- Aim of the task -
The expected output is the complete listing, copied exactly.

▶

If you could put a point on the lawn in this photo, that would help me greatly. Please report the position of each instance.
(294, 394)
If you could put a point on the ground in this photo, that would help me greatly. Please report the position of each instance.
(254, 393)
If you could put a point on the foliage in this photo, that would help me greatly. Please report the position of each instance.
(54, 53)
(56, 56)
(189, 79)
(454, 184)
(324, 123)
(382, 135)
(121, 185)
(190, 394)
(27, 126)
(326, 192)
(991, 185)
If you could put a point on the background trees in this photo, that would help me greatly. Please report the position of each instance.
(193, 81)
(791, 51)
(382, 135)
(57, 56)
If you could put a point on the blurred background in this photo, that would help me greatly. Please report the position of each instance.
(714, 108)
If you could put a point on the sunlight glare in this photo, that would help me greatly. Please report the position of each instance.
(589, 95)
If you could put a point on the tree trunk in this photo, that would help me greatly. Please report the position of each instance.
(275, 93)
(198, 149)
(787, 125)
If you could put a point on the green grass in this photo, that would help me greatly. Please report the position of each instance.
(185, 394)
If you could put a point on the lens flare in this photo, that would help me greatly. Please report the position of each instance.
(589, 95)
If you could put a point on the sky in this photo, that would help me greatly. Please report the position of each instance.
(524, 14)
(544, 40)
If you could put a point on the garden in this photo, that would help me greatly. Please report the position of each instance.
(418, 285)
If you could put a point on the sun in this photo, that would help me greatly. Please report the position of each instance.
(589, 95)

◀

- Solution to the exercise -
If you could put a point on the lawn in this photo, that would help me greatly. Please report the position of each instance.
(294, 394)
If you could put a point on the ground in this photo, that would help me greatly. Please report the position of each instance.
(254, 393)
If you could put a point on the foliage in this photo, that would help me greatly. Please report the position of each instance.
(54, 53)
(56, 56)
(189, 79)
(454, 184)
(324, 123)
(382, 135)
(121, 185)
(190, 394)
(27, 126)
(326, 192)
(991, 185)
If you could put a point on the background trees in this photo, that would help me greatly. Please report the position of each instance.
(193, 81)
(791, 51)
(382, 135)
(57, 56)
If you could put a point on the blurred background in this photo, that would help me greatly. Please report the position of each instance.
(714, 108)
If you could put a point on the sunlight glare in this photo, that would help me greatly. Please report the position of each instance.
(589, 95)
If you could put a point on the tree trunk in this photo, that would help me greatly. Please report the position of each instance.
(275, 93)
(198, 149)
(787, 125)
If you could put a point on the green grass in this photo, that would help me greatly. Please report the position of each instance.
(185, 394)
If you could put a point on the lens flare in this photo, that would help me greatly. Please report the position of each instance.
(589, 95)
If you could put a point on the sky in this photo, that would help me greatly. Please report the position of each instance.
(524, 14)
(544, 40)
If you could put a point on the garden in this photo, that would help me greatly. Please report the position of each instance.
(418, 285)
If you could put a point on the sun in this photo, that would help me greatly. Please report the position of each instance.
(589, 95)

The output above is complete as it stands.